* [Exercise directions]: Starting at the top of the listing and ending at the line containing "(1137, 792)", copy the lines again with "wicker basket planter" replaced by "woven basket planter" and nothing else altered.

* [Materials provided]:
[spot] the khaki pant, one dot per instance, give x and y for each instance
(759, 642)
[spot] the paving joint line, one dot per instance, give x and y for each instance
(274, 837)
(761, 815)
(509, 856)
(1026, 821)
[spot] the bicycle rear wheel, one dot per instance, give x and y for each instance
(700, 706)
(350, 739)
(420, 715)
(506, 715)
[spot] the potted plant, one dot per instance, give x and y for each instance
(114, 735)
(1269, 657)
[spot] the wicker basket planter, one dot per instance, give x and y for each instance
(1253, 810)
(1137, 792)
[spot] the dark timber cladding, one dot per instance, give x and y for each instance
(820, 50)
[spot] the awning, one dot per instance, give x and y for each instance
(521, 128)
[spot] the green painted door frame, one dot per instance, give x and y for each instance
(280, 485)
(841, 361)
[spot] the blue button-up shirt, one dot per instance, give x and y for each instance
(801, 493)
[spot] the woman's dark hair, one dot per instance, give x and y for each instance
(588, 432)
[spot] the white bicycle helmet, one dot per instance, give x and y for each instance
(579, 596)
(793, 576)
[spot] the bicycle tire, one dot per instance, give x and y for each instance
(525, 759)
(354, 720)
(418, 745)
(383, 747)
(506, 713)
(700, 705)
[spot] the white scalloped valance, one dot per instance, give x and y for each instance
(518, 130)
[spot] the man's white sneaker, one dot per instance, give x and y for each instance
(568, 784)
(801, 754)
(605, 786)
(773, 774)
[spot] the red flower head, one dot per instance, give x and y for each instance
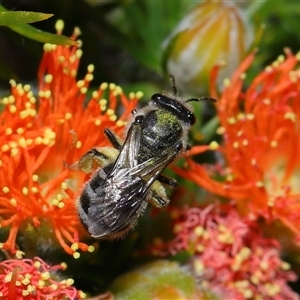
(229, 255)
(34, 279)
(261, 132)
(35, 139)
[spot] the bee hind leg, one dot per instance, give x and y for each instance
(97, 157)
(158, 196)
(113, 138)
(167, 181)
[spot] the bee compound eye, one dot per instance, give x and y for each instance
(191, 118)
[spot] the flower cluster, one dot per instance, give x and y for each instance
(35, 140)
(260, 128)
(34, 279)
(229, 255)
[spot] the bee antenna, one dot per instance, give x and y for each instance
(172, 78)
(201, 99)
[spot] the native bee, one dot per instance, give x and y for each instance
(128, 175)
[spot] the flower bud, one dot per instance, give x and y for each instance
(211, 33)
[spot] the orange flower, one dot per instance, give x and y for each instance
(35, 139)
(261, 132)
(229, 255)
(34, 279)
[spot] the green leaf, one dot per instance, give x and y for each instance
(9, 18)
(39, 35)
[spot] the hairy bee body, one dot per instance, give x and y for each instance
(128, 176)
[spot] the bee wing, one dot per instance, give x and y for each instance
(119, 201)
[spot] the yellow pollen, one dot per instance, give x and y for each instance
(14, 152)
(110, 112)
(231, 120)
(68, 116)
(235, 145)
(74, 246)
(82, 295)
(113, 118)
(89, 77)
(61, 205)
(118, 90)
(69, 281)
(76, 255)
(103, 86)
(91, 68)
(73, 73)
(19, 254)
(285, 266)
(25, 293)
(221, 130)
(59, 26)
(8, 131)
(64, 265)
(245, 143)
(95, 94)
(64, 186)
(34, 190)
(264, 265)
(213, 145)
(272, 289)
(250, 116)
(91, 248)
(45, 275)
(78, 144)
(83, 90)
(290, 116)
(243, 76)
(48, 78)
(112, 86)
(20, 130)
(78, 52)
(80, 84)
(23, 114)
(41, 94)
(139, 94)
(268, 69)
(11, 99)
(13, 83)
(25, 191)
(12, 109)
(120, 123)
(199, 231)
(259, 184)
(5, 190)
(5, 148)
(103, 102)
(47, 94)
(35, 177)
(273, 144)
(54, 202)
(198, 266)
(38, 140)
(27, 88)
(37, 264)
(72, 59)
(13, 202)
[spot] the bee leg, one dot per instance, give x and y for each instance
(158, 196)
(95, 158)
(167, 181)
(114, 139)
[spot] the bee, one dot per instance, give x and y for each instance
(128, 175)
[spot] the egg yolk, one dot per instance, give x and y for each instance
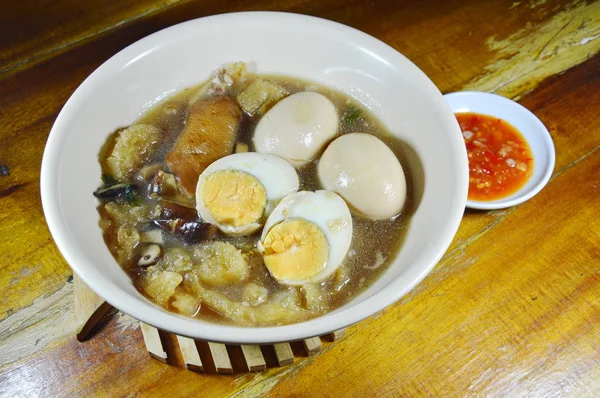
(295, 250)
(233, 197)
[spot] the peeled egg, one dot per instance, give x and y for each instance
(366, 173)
(306, 237)
(297, 127)
(237, 191)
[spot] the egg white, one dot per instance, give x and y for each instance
(277, 176)
(329, 212)
(297, 127)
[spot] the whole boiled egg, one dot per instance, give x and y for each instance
(297, 127)
(366, 173)
(236, 192)
(306, 237)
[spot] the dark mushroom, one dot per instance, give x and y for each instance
(171, 210)
(188, 231)
(152, 236)
(111, 192)
(164, 186)
(119, 192)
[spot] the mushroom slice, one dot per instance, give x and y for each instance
(149, 256)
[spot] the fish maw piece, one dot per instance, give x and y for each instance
(210, 133)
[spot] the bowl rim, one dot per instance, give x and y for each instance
(518, 111)
(321, 325)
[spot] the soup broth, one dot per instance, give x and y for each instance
(138, 223)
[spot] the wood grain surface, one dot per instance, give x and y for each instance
(513, 308)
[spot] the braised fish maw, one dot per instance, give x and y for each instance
(210, 134)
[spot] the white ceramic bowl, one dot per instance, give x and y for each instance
(133, 80)
(528, 124)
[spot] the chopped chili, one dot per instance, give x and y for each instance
(500, 160)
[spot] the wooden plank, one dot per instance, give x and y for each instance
(76, 22)
(190, 354)
(337, 334)
(220, 358)
(284, 354)
(90, 308)
(152, 341)
(312, 345)
(254, 358)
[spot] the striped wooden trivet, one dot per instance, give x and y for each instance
(91, 308)
(254, 357)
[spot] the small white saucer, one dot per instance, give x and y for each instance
(531, 128)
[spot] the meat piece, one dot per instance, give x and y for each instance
(210, 134)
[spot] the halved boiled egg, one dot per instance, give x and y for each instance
(306, 237)
(236, 192)
(297, 127)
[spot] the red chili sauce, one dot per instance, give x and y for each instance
(500, 160)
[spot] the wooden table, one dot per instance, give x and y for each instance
(513, 308)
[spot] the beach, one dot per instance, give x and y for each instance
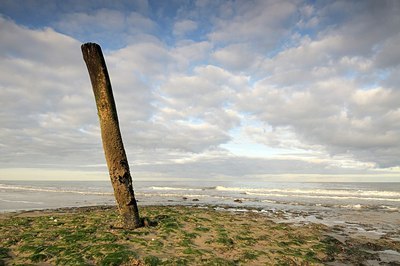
(183, 235)
(49, 223)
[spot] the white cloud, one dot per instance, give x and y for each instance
(314, 85)
(183, 27)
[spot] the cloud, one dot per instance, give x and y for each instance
(262, 23)
(111, 27)
(313, 84)
(183, 27)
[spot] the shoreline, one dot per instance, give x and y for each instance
(230, 234)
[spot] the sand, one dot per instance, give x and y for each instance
(178, 235)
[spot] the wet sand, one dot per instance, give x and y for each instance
(195, 235)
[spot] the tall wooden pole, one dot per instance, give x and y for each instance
(117, 161)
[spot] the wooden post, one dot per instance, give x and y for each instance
(117, 161)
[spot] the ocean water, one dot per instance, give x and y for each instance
(371, 209)
(28, 195)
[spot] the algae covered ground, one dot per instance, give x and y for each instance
(174, 235)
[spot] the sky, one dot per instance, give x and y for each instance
(205, 90)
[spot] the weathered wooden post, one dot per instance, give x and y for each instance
(117, 161)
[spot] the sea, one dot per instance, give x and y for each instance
(370, 208)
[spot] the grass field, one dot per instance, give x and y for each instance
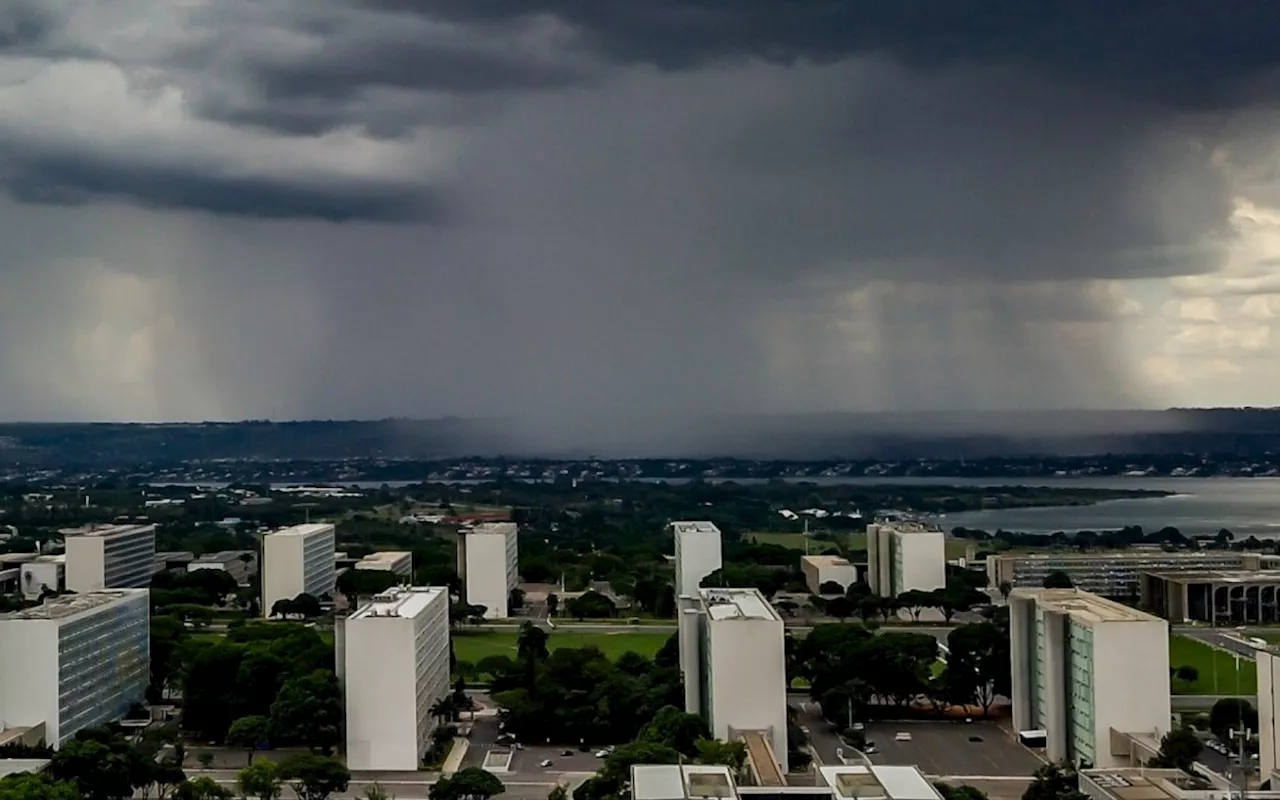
(855, 542)
(475, 645)
(1207, 661)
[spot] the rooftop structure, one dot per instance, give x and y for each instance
(856, 782)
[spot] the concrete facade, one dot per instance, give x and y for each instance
(698, 554)
(905, 557)
(732, 647)
(819, 570)
(489, 563)
(396, 666)
(297, 561)
(1111, 574)
(110, 557)
(76, 661)
(1084, 666)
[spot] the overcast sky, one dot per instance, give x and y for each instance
(571, 209)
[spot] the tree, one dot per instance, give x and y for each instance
(248, 732)
(1055, 782)
(1179, 749)
(315, 777)
(260, 781)
(201, 789)
(675, 728)
(531, 643)
(1057, 579)
(309, 711)
(731, 754)
(470, 784)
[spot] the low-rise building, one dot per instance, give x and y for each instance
(396, 666)
(819, 570)
(1111, 574)
(74, 661)
(110, 557)
(1083, 668)
(401, 562)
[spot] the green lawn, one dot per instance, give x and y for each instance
(475, 645)
(1210, 661)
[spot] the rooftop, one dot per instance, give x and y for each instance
(398, 602)
(855, 782)
(1083, 606)
(309, 529)
(684, 529)
(680, 782)
(105, 530)
(71, 604)
(737, 604)
(1221, 576)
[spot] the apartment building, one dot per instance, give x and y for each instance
(1112, 574)
(488, 562)
(388, 561)
(698, 554)
(1084, 666)
(109, 557)
(819, 570)
(297, 560)
(731, 652)
(76, 661)
(396, 666)
(905, 557)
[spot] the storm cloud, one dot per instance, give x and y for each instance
(577, 213)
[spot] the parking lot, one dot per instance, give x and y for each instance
(947, 748)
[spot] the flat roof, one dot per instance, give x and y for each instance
(831, 561)
(702, 526)
(1220, 576)
(892, 782)
(105, 530)
(398, 603)
(71, 604)
(304, 530)
(1083, 606)
(736, 604)
(681, 781)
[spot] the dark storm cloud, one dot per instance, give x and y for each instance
(82, 178)
(1191, 53)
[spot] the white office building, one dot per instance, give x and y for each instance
(698, 554)
(731, 650)
(905, 557)
(297, 560)
(110, 557)
(1083, 667)
(76, 661)
(819, 570)
(396, 666)
(488, 562)
(388, 561)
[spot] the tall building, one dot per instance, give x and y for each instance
(76, 661)
(394, 649)
(488, 562)
(732, 648)
(905, 557)
(1112, 574)
(1083, 667)
(698, 554)
(297, 561)
(110, 557)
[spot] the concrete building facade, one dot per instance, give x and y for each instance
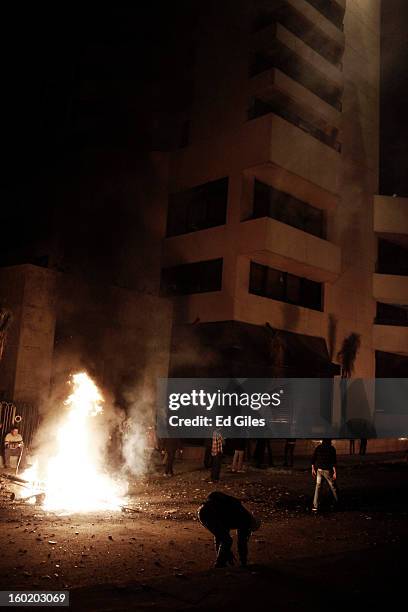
(273, 212)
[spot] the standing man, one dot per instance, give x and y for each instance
(239, 445)
(170, 446)
(14, 446)
(363, 446)
(221, 513)
(216, 453)
(289, 451)
(324, 466)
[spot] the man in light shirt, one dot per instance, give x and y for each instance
(14, 446)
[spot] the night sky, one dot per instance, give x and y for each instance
(137, 58)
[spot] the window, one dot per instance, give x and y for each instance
(270, 202)
(200, 277)
(392, 258)
(391, 314)
(284, 287)
(198, 208)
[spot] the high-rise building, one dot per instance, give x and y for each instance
(271, 205)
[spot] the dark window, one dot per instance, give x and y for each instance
(390, 365)
(270, 202)
(392, 258)
(199, 277)
(280, 105)
(285, 287)
(331, 10)
(198, 208)
(303, 29)
(277, 55)
(185, 134)
(391, 314)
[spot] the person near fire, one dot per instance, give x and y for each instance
(14, 447)
(324, 466)
(216, 453)
(219, 514)
(170, 447)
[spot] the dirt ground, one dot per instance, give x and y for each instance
(160, 557)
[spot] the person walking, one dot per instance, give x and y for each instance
(263, 444)
(219, 514)
(216, 453)
(363, 446)
(239, 445)
(170, 446)
(289, 452)
(14, 447)
(324, 462)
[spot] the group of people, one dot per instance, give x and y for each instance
(222, 513)
(214, 450)
(14, 447)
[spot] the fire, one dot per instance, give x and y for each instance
(74, 478)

* [Exercise solution]:
[spot] the khaki pant, one dot per instance, give x and y for each instance
(759, 642)
[spot] the paving joint line, one dot per instance, give x and y for each instance
(274, 837)
(761, 815)
(509, 856)
(1026, 821)
[spot] the bicycle rear wheel, one dot per instance, give x and y for each instance
(700, 706)
(350, 739)
(420, 715)
(506, 715)
[spot] the potted plant, one dot per instance, give x and y for each instance
(114, 735)
(1269, 657)
[spot] the woven basket planter, one dot per instance, give x and y for each instance
(1253, 810)
(1137, 792)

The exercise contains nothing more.